*** Entries shown
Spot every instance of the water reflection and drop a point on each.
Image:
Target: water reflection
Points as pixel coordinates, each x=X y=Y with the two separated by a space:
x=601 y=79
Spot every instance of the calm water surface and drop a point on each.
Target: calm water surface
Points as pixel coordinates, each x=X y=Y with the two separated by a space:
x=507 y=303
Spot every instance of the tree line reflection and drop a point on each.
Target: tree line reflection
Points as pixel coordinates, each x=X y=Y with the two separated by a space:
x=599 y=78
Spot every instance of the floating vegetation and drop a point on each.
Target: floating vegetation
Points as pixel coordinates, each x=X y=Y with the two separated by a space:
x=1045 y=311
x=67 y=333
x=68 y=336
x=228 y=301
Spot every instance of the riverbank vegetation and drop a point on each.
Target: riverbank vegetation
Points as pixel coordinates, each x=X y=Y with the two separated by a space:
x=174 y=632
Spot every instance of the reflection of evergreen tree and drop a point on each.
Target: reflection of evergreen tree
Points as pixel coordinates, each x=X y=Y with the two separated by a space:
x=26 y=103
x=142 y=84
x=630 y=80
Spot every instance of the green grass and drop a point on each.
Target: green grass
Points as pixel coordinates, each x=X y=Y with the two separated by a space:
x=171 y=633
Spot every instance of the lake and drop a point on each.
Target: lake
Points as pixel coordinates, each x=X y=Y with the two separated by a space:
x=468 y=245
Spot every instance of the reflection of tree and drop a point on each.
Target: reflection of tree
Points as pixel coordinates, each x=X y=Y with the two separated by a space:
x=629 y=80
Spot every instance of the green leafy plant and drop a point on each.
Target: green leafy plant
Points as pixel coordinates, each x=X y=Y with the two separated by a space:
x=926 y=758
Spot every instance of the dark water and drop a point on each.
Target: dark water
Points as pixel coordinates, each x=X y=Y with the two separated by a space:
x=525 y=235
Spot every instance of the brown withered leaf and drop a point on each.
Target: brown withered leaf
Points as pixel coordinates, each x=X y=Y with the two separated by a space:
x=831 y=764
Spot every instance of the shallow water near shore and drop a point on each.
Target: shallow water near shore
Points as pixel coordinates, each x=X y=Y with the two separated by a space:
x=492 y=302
******
Work to complete: The answer is a single number, the count of lines in the records that contain the string "brown".

Response area: 2